D’un strict point de vue juridique, Jérémy Gabriel a toutes les raisons de poursuivre aujourd’hui Mike Ward en diffamation. « La liberté d’expression ne saurait conférer à l’artiste un degré de protection supérieur à celui de ses concitoyens », a tranché la Cour suprême, en précisant que la liberté artistique n’était « pas une catégorie à part entière, dont le statut serait supérieur à celui de la liberté d’expression générale ».

En revanche, si j’étais dans l’entourage de Jérémy Gabriel, j’aurais tenté de le dissuader d’emprunter de nouveau la voie judiciaire. Parce qu’il a beaucoup à perdre. En ne lâchant pas le morceau, Gabriel fait en quelque sorte durer le supplice, de son propre chef.

Cette poursuite risque d’être contre-productive, voire de faire passer, dans la psyché collective, Mike Ward pour une victime. Alors que la victime dans cette affaire est et a toujours été Jérémy Gabriel. Dans la cour d’école, à l’adolescence, des élèves l’insultaient et répétaient les blagues de Ward. Il en subit encore aujourd’hui les conséquences psychologiques.

Je devine déjà la teneur du courrier que me vaudra cette chronique. Des insultes d’admirateurs de Mike Ward qui n’acceptent aucune critique visant leur pasionaria locale de la liberté d’expression. Et des compliments de la part de gens qui n’ont jamais vu Ward sur scène ni écouté un épisode de son émission balado, mais qui décrètent néanmoins avec autorité qu’il est insignifiant, méprisable et sans talent.

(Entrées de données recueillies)
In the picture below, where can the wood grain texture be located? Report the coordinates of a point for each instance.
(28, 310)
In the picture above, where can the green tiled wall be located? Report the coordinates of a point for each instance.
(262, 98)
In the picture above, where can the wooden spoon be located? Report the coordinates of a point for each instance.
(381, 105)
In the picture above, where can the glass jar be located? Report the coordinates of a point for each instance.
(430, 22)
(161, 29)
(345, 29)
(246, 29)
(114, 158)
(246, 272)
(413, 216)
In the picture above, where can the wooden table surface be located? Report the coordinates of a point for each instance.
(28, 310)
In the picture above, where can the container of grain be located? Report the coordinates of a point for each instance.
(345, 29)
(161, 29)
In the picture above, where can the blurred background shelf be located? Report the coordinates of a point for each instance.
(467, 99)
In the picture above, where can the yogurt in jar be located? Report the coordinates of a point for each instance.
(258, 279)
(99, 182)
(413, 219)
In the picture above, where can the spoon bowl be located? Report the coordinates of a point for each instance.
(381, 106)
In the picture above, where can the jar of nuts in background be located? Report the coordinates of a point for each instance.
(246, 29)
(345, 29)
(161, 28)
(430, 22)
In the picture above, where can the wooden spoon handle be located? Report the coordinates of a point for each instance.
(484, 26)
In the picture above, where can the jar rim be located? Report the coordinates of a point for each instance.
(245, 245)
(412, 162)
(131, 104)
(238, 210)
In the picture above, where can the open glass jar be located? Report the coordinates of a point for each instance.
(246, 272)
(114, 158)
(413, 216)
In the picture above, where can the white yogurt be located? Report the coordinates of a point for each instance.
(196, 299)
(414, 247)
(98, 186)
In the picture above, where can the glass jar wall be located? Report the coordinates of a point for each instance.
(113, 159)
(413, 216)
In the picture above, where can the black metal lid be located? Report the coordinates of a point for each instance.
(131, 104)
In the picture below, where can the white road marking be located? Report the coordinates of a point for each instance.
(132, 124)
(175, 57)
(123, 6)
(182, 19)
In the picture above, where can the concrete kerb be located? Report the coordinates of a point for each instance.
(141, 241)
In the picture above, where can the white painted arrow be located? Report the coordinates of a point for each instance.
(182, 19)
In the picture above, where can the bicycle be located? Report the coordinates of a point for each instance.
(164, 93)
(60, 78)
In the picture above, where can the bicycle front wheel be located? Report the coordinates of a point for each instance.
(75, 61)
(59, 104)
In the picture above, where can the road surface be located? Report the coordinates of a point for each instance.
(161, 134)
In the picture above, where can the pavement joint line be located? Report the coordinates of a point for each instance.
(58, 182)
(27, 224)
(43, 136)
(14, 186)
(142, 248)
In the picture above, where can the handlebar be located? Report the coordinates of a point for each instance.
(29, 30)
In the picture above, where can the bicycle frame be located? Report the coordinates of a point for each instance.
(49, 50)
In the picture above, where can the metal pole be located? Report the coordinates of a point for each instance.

TÂCHES À RÉALISER —
- A) Selon l'extrait sur Jérémy Gabriel et Mike Ward, pourquoi aurait-il fallu dissuader Jérémy Gabriel de retourner devant les tribunaux ? Répondez en une à trois phrases.
- B) Poursuivez l'extrait sur Jérémy Gabriel et Mike Ward à partir de sa dernière phrase.

EN RÉPONSE —
- A) Parce qu'il a beaucoup à perdre. En ne lâchant pas le morceau, il fait durer le supplice de son propre chef. Sa poursuite risque aussi d'être contre-productive, voire de faire passer Mike Ward pour une victime dans la psyché collective.

- B)
Les blagues de Mike Ward sur Jérémy Gabriel, sur lequel il s’est, lui, acharné beaucoup trop longtemps, étaient « répugnantes », comme l’a souligné la Cour suprême. Il n’en demeure pas moins que Ward est l’un des humoristes les plus talentueux du Québec. Lorsqu’il ne perd pas son temps à jouer aux martyrs, il excelle à faire rire, avec un humour noir et grinçant diablement efficace. Si son humour n’est pas du goût de tous, il est souvent du mien.

PHOTO EDOUARD PLANTE-FRECHETTE, ARCHIVES LA PRESSE

Mike Ward

On l’accordera toutefois à ses détracteurs : Mike Ward manque parfois de jugement, de nuance et de discernement. Dans son admiration de personnages controversés ou ses réflexes de nouveau riche, par exemple. La charité n’est pas un programme social. Même quand on se prend pour la Mère Teresa d’Hochelaga.

J’ai beau compatir avec Jérémy Gabriel, il me semble qu’il aurait été mieux d’en rester là, à cette décision partagée de la Cour suprême. Parce que Mike Ward est teigneux, qu’une partie de son public l’est tout autant, et que le coût de ce nouveau procès – s’il a lieu – risque de surpasser les bienfaits pour la réputation et la santé mentale de Gabriel.

Mais qui suis-je, qui sommes-nous tous, pour dire à un jeune homme qui a souffert qu’il a tort de faire valoir ses droits ?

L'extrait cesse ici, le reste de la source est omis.